• SHORT PROBLEM: In the data below, rewrite the lines from the line with "Note: we are tagging the gravel" to the line with "[(567, 40)]", replacing "plastic bag" with "carrier bag" and keeping everything else unchanged. Omit the pictures from your answer.

(Saved data entries)
--- start ---

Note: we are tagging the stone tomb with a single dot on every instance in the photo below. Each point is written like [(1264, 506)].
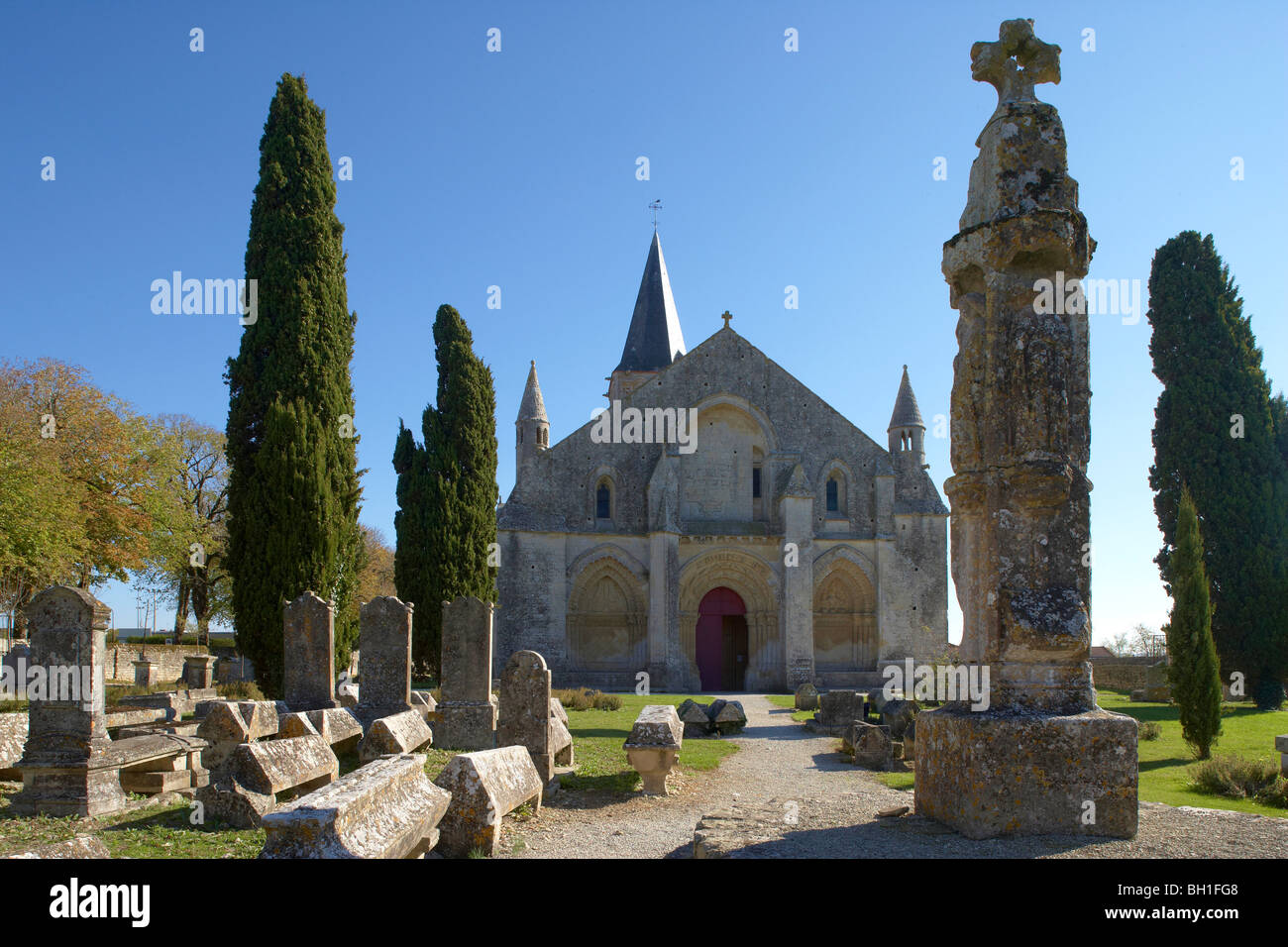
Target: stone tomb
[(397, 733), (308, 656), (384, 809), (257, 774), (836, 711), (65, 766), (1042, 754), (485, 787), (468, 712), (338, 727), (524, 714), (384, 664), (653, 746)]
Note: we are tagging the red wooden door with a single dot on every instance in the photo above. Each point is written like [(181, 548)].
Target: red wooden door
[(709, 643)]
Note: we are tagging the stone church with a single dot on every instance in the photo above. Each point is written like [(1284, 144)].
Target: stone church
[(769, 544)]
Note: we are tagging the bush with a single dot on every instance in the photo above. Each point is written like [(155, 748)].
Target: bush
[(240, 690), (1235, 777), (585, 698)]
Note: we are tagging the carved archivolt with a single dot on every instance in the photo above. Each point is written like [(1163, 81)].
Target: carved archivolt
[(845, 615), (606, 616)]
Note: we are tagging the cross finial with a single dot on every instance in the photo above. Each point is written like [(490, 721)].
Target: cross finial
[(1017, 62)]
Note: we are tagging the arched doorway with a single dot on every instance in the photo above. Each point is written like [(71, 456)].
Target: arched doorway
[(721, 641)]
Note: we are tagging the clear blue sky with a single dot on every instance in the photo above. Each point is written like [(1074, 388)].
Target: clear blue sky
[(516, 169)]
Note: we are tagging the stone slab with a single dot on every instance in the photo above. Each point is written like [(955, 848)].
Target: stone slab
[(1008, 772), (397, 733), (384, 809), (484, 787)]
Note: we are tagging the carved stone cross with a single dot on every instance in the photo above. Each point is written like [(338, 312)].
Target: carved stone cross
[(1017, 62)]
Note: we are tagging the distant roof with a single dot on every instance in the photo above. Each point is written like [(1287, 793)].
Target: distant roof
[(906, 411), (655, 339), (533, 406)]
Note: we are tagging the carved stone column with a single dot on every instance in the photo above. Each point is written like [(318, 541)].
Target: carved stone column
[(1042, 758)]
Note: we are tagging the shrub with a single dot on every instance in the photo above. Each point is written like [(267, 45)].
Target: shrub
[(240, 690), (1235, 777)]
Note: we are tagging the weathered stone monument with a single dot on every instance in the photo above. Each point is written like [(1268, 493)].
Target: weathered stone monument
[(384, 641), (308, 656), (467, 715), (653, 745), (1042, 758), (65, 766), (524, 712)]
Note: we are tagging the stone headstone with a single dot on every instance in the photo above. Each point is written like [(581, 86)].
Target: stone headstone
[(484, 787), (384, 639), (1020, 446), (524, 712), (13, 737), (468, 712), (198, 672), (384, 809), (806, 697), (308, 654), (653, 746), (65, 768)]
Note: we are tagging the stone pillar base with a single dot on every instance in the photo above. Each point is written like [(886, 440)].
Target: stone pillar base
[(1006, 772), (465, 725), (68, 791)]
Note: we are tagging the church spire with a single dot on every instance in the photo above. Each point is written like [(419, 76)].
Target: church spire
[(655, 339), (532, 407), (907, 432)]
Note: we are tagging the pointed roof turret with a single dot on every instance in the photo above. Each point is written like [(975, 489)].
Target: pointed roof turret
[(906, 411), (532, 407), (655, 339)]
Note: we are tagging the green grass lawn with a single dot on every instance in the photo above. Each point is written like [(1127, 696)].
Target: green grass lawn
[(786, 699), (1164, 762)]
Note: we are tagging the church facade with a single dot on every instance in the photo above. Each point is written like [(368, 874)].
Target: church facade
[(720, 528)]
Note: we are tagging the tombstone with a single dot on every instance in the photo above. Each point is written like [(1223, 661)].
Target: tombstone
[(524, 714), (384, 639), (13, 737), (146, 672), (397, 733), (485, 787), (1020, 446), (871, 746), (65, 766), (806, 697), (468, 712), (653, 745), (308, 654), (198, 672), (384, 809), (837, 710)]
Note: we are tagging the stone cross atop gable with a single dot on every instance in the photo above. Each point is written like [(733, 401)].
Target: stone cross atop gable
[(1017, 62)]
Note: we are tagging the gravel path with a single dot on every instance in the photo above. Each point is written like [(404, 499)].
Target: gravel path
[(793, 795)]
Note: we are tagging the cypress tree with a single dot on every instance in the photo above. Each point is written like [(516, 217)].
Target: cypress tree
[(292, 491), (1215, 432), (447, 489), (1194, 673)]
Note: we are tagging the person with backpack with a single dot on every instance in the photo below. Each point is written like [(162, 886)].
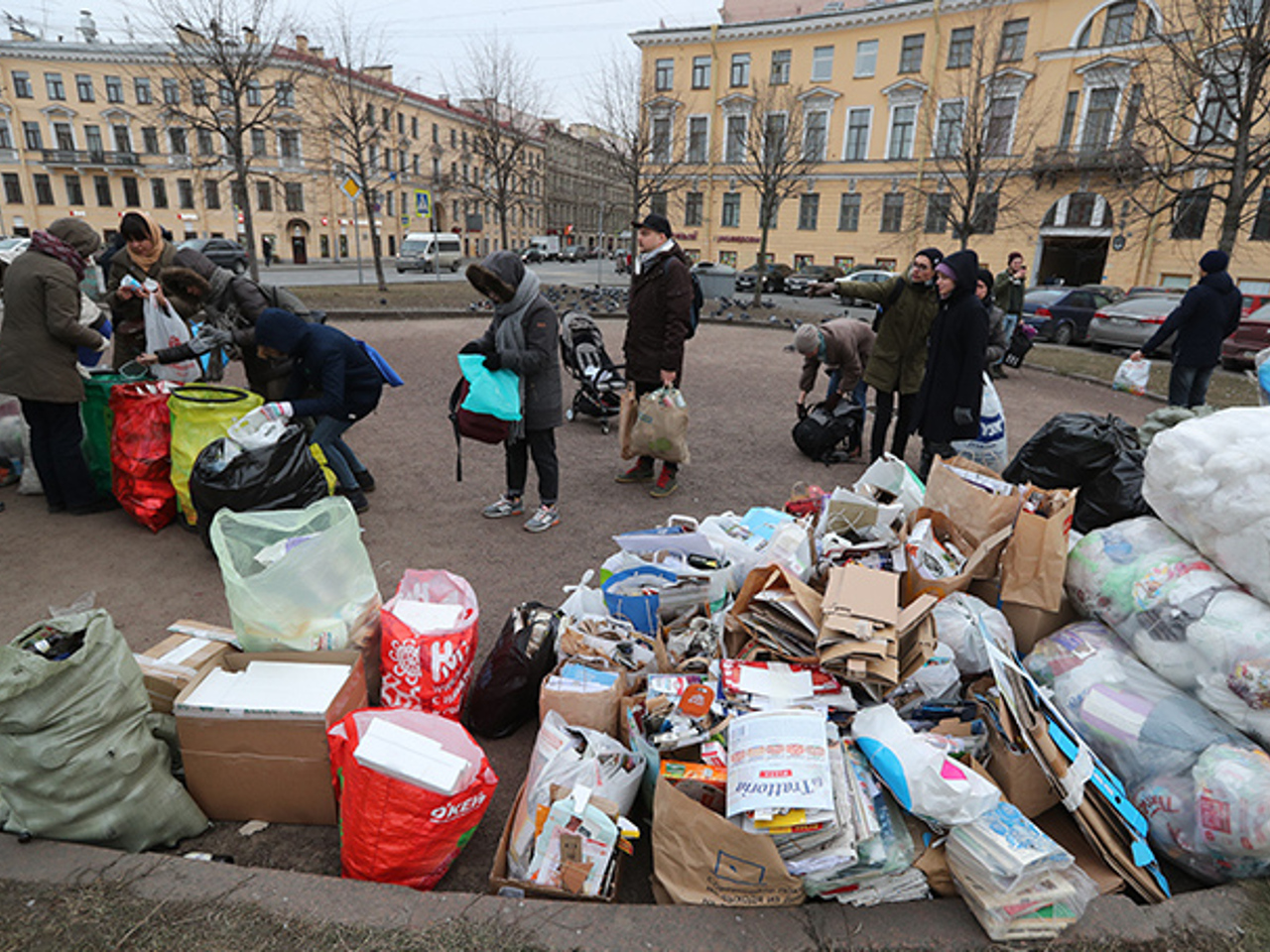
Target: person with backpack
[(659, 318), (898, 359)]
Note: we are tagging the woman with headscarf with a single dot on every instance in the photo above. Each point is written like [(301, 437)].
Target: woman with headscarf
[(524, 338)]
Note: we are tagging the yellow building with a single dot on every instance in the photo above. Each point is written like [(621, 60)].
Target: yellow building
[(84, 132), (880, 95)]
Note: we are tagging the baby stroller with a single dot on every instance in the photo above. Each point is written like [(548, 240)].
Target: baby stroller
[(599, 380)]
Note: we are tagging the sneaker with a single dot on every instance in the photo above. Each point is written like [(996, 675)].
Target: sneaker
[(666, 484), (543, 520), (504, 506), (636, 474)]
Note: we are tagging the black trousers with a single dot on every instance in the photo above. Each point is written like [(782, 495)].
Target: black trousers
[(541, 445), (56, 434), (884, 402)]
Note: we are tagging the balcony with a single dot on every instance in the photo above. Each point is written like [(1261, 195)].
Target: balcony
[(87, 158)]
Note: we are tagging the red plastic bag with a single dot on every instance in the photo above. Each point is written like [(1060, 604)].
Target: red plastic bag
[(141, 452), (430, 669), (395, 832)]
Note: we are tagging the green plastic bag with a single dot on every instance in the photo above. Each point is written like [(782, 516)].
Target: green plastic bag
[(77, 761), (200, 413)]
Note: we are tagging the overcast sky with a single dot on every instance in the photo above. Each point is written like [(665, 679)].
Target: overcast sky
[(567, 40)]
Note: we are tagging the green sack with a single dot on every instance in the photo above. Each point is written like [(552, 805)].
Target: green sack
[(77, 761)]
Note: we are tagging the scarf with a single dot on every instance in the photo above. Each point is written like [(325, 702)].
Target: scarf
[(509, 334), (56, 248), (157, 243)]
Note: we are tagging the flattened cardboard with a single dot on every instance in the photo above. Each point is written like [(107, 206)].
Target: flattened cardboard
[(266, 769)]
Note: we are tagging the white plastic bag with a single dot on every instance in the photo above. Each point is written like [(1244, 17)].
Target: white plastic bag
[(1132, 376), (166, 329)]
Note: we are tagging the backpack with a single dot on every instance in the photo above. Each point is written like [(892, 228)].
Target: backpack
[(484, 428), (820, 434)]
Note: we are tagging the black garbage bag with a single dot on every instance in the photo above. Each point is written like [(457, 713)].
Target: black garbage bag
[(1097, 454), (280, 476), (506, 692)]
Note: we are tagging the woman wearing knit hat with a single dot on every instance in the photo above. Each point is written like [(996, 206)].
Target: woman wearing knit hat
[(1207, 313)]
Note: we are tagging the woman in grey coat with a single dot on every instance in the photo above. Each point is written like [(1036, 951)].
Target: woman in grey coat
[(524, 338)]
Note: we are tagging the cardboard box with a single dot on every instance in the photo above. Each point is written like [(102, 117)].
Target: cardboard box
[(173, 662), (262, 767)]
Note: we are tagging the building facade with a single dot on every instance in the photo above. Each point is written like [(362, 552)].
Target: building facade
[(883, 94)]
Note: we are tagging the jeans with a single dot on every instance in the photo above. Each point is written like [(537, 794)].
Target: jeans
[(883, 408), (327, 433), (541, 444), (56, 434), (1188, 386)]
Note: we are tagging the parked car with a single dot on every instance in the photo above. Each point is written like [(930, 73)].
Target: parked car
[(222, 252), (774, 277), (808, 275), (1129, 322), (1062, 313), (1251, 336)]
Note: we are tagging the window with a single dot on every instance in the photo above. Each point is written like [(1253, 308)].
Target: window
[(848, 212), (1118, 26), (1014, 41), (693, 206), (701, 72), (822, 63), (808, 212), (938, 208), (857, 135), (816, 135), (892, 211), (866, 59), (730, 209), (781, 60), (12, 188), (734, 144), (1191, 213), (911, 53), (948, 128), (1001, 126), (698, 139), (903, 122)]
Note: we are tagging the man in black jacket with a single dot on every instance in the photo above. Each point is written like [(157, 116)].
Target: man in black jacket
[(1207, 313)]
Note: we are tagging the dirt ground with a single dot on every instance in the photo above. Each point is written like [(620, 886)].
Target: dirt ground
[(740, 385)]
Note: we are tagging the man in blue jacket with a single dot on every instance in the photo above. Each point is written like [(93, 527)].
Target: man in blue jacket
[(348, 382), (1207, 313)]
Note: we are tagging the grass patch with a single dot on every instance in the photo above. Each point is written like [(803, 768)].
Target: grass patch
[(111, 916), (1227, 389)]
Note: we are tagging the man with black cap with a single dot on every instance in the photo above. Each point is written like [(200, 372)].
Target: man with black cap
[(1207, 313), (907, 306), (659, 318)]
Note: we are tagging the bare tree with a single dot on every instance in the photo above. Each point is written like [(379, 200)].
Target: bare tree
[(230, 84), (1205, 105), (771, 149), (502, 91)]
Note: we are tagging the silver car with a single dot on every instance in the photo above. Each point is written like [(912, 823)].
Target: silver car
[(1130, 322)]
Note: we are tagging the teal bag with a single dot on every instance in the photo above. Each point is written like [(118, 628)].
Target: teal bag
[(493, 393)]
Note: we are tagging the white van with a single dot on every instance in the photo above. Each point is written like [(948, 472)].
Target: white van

--- end ---

• THE SOLUTION:
Note: we are tagging the gravel path with a single dot on every instance in the photo above. Each point is written like [(404, 499)].
Target: gravel path
[(793, 795)]
Note: we are tagging the cypress tree with a single dot on every instance in the photo above. Each point is written like [(516, 217)].
Target: cypress tree
[(292, 491), (1215, 432), (447, 489), (1194, 673)]
Note: we are tagging the person with backpack with a single dot on every instance in the photo below. Each point is written like [(162, 886)].
Target: person with backpack
[(659, 318), (898, 359)]
Note: we are tagging the woman with headscarf with a single dot on every instance in the photo above. Each point is written like [(301, 437)].
Target: woman with headscarf
[(524, 338)]
Note: we are tagging the yellow building with a single dot on every instance in the photo above. Each point is written like [(621, 60)].
Target: yellow building
[(84, 132), (880, 95)]
Note: we are tagging the baby stroller with a single dot on every instance in the photo above. Each point is written like [(548, 240)].
Target: baby stroller
[(599, 380)]
Note: we are tagging the sneaker with a single dot on every instance in the photo above. Each point is written like [(996, 675)].
Target: sneaker
[(666, 484), (543, 520), (504, 506), (636, 474)]
Note: we are tagging the black trousers with a single dot on every instance in the photo above. Each point is written like [(782, 495)].
Target: black trousers
[(541, 445), (56, 434), (884, 402)]
Note: we are tagging the balcony with a single dot on every instance in the photo above. Each point is written like [(1261, 195)].
Target: balcony
[(87, 158)]
Note: we are tagging the red carrier bag with a single dot on every instance in the photo above. Each point is written like [(1060, 604)].
Target: red carrier bag
[(141, 452), (430, 669), (395, 832)]
Note: we are tagging the green carrier bag with a single dot on every instance in the photo above. Each point is written like [(782, 516)].
Target: green carrier bag
[(77, 761), (200, 413)]
Note: we are tagging the overcast sky with a single dot on every instance in the photo above. Each point is written like [(665, 679)].
Target: overcast sky
[(567, 40)]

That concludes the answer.